__WHAT THE TASK REQUIRES__
Copy out each line of the entries where the word "every" is present.

[Dataset entries]

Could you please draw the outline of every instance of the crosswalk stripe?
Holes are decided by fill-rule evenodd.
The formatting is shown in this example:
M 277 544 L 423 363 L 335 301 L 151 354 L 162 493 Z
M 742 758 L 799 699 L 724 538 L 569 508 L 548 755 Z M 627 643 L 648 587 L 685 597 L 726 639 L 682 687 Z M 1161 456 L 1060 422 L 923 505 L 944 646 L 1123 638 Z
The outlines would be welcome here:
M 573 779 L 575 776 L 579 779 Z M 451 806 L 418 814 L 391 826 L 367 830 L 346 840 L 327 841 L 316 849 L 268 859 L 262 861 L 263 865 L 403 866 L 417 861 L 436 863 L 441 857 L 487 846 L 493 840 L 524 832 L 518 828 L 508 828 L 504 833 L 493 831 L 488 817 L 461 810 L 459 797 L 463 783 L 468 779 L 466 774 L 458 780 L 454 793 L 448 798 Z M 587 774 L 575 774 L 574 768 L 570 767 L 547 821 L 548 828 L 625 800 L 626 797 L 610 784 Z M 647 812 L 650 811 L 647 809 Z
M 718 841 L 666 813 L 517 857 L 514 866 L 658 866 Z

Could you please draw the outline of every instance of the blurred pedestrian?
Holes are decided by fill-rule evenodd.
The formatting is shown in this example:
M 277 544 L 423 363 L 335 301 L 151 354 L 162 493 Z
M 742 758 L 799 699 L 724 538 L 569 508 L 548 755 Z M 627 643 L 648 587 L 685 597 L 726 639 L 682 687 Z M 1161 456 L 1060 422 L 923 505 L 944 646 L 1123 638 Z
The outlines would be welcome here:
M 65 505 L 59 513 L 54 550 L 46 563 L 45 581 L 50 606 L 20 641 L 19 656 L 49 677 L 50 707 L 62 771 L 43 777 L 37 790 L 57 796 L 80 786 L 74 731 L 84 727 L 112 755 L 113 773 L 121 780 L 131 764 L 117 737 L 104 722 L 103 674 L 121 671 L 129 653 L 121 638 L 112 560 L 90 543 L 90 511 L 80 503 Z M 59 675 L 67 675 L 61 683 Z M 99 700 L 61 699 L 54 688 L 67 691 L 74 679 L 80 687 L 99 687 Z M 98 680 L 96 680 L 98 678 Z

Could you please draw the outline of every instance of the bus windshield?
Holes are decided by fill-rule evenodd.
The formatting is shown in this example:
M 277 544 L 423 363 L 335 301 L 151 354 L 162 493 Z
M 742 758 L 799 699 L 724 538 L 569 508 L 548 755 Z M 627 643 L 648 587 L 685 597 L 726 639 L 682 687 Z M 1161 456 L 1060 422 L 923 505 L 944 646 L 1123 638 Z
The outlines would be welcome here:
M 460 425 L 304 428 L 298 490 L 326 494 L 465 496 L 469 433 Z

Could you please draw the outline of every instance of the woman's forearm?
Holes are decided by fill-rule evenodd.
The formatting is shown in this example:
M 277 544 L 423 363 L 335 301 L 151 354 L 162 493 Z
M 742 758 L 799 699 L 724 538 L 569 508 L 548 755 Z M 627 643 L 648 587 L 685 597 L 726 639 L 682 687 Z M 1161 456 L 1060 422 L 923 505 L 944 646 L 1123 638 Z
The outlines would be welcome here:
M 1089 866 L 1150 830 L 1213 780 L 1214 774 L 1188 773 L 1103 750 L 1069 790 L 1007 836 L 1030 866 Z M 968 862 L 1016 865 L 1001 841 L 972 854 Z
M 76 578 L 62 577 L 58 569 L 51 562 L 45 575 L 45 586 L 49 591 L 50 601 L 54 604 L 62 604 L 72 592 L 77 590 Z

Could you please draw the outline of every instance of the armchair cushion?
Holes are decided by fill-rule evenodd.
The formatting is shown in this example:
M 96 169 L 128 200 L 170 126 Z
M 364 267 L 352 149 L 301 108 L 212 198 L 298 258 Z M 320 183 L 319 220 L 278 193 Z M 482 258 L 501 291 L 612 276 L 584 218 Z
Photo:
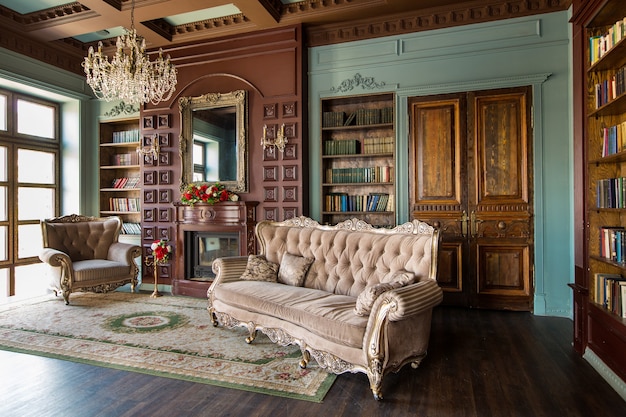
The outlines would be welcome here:
M 102 281 L 128 275 L 128 264 L 106 259 L 76 261 L 72 266 L 76 282 Z

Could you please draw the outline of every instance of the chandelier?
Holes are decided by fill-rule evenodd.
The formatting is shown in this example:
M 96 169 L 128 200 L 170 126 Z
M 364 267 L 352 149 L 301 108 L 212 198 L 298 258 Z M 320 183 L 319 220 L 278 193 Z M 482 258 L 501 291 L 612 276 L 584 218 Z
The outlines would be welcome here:
M 106 101 L 123 100 L 131 104 L 152 103 L 169 100 L 176 89 L 176 68 L 170 57 L 159 56 L 153 62 L 146 55 L 146 41 L 135 30 L 135 0 L 130 10 L 130 29 L 117 37 L 115 55 L 109 58 L 89 47 L 89 55 L 83 62 L 87 84 L 97 98 Z

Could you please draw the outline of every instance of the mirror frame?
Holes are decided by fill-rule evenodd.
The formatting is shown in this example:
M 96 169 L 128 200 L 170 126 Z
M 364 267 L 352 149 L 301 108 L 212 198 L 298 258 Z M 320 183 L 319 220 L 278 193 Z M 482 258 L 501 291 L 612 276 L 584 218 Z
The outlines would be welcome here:
M 230 191 L 248 191 L 248 162 L 246 158 L 248 152 L 248 100 L 246 90 L 235 90 L 230 93 L 207 93 L 197 97 L 181 97 L 178 100 L 181 123 L 179 142 L 179 153 L 182 162 L 180 174 L 181 191 L 193 182 L 193 111 L 229 106 L 235 106 L 237 111 L 237 180 L 219 181 L 219 183 Z

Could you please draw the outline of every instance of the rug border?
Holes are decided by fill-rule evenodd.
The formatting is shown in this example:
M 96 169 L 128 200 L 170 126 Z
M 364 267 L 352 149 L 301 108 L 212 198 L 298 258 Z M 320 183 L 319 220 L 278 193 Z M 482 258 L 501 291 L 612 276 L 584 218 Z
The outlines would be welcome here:
M 222 388 L 236 389 L 240 391 L 253 392 L 255 394 L 273 395 L 276 397 L 291 398 L 295 400 L 304 400 L 304 401 L 311 401 L 311 402 L 316 402 L 316 403 L 323 402 L 323 399 L 326 396 L 328 390 L 330 390 L 330 387 L 337 379 L 336 374 L 328 373 L 328 376 L 324 379 L 324 382 L 320 384 L 315 395 L 308 396 L 304 394 L 296 394 L 296 393 L 272 390 L 272 389 L 267 389 L 267 388 L 258 388 L 258 387 L 253 387 L 253 386 L 229 383 L 225 381 L 217 381 L 217 380 L 210 379 L 210 378 L 198 378 L 198 377 L 193 377 L 193 376 L 185 376 L 185 375 L 179 375 L 179 374 L 174 374 L 174 373 L 165 372 L 165 371 L 151 371 L 149 369 L 135 368 L 133 366 L 117 365 L 117 364 L 111 364 L 111 363 L 106 363 L 106 362 L 100 362 L 97 360 L 76 358 L 76 357 L 72 357 L 68 355 L 60 355 L 60 354 L 55 354 L 55 353 L 41 352 L 38 350 L 18 348 L 14 346 L 7 346 L 2 342 L 0 342 L 0 350 L 5 350 L 8 352 L 14 352 L 14 353 L 22 353 L 22 354 L 27 354 L 27 355 L 41 356 L 41 357 L 45 357 L 49 359 L 58 359 L 62 361 L 80 363 L 83 365 L 99 366 L 102 368 L 115 369 L 118 371 L 135 372 L 139 374 L 156 376 L 156 377 L 161 377 L 161 378 L 177 379 L 180 381 L 195 382 L 195 383 L 200 383 L 200 384 L 205 384 L 205 385 L 218 386 Z
M 116 294 L 116 292 L 113 292 L 111 294 Z M 89 293 L 89 295 L 92 295 L 92 294 Z M 171 297 L 176 298 L 176 296 L 171 296 Z M 54 298 L 50 298 L 49 296 L 34 297 L 31 299 L 26 299 L 26 300 L 17 300 L 12 303 L 0 305 L 0 312 L 6 313 L 9 310 L 12 310 L 13 308 L 19 308 L 24 305 L 40 304 L 40 303 L 46 303 L 46 302 L 51 302 L 51 301 L 53 302 Z M 142 302 L 143 301 L 144 300 L 142 300 Z M 185 307 L 194 308 L 190 306 L 185 306 Z M 4 326 L 0 326 L 0 328 L 9 330 L 9 331 L 20 330 L 20 329 L 13 329 L 11 327 L 4 327 Z M 21 329 L 21 330 L 27 331 L 26 329 Z M 47 333 L 39 333 L 39 332 L 35 332 L 35 333 L 41 334 L 41 335 L 56 336 L 56 337 L 67 337 L 65 335 L 60 335 L 60 334 L 57 335 L 57 334 L 47 334 Z M 102 343 L 102 341 L 99 341 L 99 340 L 95 340 L 94 342 Z M 123 345 L 123 346 L 127 346 L 127 345 Z M 130 347 L 140 348 L 137 346 L 130 346 Z M 145 349 L 145 347 L 141 347 L 141 348 Z M 191 375 L 182 375 L 182 374 L 177 374 L 177 373 L 172 373 L 172 372 L 167 372 L 167 371 L 157 371 L 157 370 L 134 367 L 130 365 L 107 363 L 107 362 L 97 360 L 97 359 L 85 359 L 85 358 L 78 358 L 78 357 L 74 357 L 70 355 L 64 355 L 60 353 L 45 352 L 45 351 L 41 351 L 37 349 L 29 349 L 26 347 L 13 346 L 10 343 L 4 342 L 3 340 L 0 340 L 0 350 L 27 354 L 27 355 L 40 356 L 40 357 L 45 357 L 45 358 L 50 358 L 50 359 L 63 360 L 63 361 L 74 362 L 74 363 L 80 363 L 80 364 L 90 365 L 90 366 L 99 366 L 102 368 L 115 369 L 115 370 L 125 371 L 125 372 L 136 372 L 136 373 L 140 373 L 144 375 L 156 376 L 156 377 L 161 377 L 161 378 L 170 378 L 170 379 L 177 379 L 180 381 L 195 382 L 195 383 L 200 383 L 200 384 L 205 384 L 205 385 L 217 386 L 221 388 L 252 392 L 256 394 L 265 394 L 265 395 L 272 395 L 272 396 L 282 397 L 282 398 L 310 401 L 310 402 L 315 402 L 315 403 L 323 402 L 324 397 L 328 394 L 328 391 L 330 390 L 331 386 L 337 379 L 337 374 L 326 371 L 327 376 L 321 382 L 315 394 L 312 396 L 309 396 L 306 394 L 298 394 L 295 392 L 285 392 L 285 391 L 280 391 L 280 390 L 273 390 L 271 388 L 261 388 L 261 387 L 249 386 L 249 385 L 244 385 L 244 384 L 237 384 L 233 382 L 219 381 L 219 380 L 215 380 L 211 378 L 194 377 Z

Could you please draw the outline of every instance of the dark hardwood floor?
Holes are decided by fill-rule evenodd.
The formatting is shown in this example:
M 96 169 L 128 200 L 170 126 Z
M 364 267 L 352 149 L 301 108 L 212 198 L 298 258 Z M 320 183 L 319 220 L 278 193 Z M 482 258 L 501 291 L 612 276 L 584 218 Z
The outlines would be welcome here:
M 439 307 L 428 357 L 362 374 L 321 404 L 0 351 L 0 416 L 626 416 L 626 402 L 571 347 L 572 322 Z

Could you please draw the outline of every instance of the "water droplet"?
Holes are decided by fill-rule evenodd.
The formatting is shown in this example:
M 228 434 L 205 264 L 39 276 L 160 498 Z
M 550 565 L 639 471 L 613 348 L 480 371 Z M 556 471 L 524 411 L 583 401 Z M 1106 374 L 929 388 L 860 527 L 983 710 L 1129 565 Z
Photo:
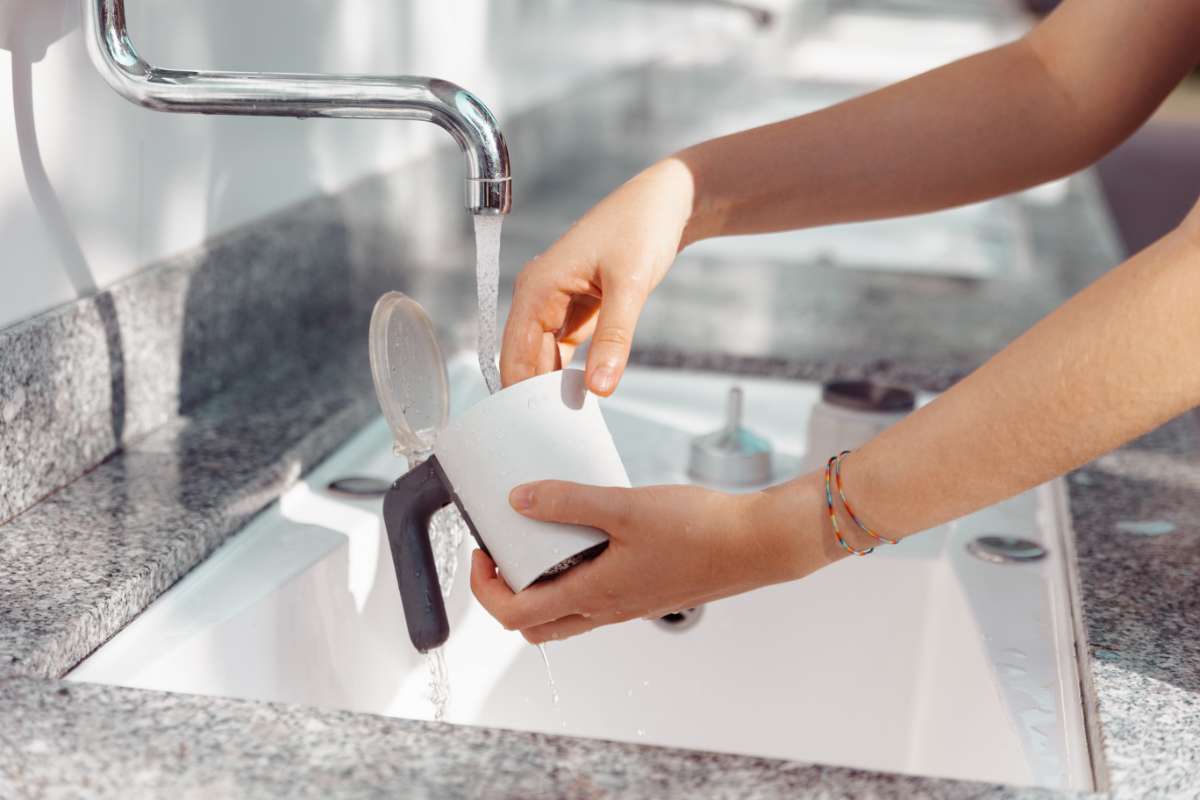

__SOLUTION FOR THIS PROBLEM__
Could you please draw the outline of every instance of the crosswalk stripe?
Could you please draw the outline of every instance of the blurred pedestrian?
Could you please draw the outline of every instance of the bus windshield?
Could you please draw the outline of every instance of the woman's forearm?
Could you please draw the outline of every instance of the armchair cushion?
Could you please draw the outline of every instance of the chandelier?
Could you please draw the outline of every instance of the mirror frame?
Could you please draw the outline of every instance of the rug border?
Could you please draw the outline of every instance of the dark hardwood floor?
Could you please draw the outline of every instance of the "water droplet"?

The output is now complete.